* Given request: Please rewrite the items below from the line containing "Target: blade of grass" through the last line, both ends included, copying each request line as is and scaling every point coordinate by 1.65, rounded to the nearest whole number with halves rounded up.

* Material for the task:
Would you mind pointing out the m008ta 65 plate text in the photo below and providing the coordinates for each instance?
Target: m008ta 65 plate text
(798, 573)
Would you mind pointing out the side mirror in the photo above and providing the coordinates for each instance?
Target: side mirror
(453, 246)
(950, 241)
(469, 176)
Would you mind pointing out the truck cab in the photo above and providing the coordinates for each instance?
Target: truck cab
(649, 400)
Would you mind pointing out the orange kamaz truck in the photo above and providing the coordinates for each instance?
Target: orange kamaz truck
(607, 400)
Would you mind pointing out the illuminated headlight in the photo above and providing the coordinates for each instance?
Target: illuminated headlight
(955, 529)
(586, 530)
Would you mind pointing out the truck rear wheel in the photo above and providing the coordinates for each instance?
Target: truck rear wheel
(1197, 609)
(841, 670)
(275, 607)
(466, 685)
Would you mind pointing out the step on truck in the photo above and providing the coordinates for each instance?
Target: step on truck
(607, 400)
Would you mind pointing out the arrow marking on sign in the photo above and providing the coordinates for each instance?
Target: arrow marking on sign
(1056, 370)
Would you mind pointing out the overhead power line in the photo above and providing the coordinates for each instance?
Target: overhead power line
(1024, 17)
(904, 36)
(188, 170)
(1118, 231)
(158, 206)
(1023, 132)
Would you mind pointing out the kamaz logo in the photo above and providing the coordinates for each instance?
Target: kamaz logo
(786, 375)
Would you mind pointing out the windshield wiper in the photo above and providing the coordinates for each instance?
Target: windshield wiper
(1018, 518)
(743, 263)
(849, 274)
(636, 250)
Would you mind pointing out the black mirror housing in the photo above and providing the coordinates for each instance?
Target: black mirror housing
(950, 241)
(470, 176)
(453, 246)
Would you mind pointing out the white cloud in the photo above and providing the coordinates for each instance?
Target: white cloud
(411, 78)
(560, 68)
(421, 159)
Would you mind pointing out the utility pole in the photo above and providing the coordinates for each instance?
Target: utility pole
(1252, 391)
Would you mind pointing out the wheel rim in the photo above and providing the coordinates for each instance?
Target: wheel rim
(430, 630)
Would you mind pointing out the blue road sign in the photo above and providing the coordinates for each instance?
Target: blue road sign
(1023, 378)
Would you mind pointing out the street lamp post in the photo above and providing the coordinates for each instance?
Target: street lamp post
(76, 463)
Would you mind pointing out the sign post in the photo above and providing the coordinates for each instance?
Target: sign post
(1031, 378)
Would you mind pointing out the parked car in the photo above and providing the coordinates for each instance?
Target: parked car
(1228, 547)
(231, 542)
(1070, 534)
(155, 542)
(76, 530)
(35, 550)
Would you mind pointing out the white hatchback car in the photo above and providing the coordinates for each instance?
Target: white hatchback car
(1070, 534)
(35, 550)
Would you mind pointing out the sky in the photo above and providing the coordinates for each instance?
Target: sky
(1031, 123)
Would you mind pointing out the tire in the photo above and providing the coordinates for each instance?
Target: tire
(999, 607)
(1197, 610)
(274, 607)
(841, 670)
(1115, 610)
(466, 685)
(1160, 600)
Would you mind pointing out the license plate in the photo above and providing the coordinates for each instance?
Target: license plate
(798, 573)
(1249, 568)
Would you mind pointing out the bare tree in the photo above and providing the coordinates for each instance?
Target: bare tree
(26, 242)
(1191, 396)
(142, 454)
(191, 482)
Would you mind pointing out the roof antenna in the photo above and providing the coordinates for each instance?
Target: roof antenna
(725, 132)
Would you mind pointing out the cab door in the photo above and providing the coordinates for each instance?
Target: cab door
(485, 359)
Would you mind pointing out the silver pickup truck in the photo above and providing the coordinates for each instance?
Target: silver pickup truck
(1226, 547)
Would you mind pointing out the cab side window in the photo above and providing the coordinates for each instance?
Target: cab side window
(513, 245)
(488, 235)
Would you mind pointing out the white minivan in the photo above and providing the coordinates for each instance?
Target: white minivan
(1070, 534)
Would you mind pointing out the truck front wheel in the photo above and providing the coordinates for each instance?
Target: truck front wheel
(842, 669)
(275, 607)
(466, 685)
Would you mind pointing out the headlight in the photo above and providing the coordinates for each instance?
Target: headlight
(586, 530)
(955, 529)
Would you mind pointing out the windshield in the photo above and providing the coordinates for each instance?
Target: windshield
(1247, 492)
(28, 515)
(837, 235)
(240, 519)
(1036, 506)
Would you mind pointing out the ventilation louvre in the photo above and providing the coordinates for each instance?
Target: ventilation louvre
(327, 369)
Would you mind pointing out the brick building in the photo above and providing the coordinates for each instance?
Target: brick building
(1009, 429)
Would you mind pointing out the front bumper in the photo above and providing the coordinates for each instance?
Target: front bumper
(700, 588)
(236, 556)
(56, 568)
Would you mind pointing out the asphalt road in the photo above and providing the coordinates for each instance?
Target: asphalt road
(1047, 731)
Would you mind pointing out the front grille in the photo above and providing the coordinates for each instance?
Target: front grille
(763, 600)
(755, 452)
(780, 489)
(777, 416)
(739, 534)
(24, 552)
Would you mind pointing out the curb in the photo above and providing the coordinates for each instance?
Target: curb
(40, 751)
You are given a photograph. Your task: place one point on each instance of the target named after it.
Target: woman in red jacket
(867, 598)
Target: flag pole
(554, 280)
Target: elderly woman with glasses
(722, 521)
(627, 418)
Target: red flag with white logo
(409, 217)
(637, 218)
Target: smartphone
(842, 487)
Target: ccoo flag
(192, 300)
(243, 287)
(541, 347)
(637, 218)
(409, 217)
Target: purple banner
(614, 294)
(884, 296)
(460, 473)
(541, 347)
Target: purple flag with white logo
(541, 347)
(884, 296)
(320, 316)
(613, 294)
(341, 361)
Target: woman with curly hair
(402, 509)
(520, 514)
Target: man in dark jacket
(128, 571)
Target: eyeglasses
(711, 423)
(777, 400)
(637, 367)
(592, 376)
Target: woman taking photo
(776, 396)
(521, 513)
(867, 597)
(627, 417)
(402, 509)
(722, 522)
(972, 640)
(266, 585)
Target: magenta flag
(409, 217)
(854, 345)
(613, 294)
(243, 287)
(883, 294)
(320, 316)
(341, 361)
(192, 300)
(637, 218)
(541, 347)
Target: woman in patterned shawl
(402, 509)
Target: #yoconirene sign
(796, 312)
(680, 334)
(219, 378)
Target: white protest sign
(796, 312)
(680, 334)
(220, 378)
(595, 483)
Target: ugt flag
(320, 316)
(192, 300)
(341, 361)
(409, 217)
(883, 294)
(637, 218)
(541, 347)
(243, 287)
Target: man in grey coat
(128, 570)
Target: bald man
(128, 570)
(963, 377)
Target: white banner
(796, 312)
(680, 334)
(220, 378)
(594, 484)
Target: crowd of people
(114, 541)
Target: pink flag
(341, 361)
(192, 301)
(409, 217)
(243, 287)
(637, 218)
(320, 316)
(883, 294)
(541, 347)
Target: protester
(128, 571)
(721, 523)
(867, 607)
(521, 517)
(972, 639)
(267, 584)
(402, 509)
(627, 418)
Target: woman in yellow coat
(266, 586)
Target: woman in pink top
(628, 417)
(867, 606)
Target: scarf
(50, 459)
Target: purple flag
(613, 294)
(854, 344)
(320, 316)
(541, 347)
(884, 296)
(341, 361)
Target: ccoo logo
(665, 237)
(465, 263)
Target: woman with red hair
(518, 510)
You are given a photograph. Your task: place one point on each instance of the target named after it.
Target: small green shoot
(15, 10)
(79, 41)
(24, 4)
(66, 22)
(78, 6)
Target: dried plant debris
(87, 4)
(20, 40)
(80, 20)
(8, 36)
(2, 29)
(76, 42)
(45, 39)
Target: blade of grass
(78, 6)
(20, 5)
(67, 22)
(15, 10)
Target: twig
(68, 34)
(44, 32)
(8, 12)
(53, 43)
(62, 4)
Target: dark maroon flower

* The response:
Target: blade of grass
(129, 10)
(33, 8)
(111, 36)
(25, 17)
Target: twig
(112, 56)
(73, 53)
(13, 20)
(87, 71)
(102, 7)
Target: dark maroon flower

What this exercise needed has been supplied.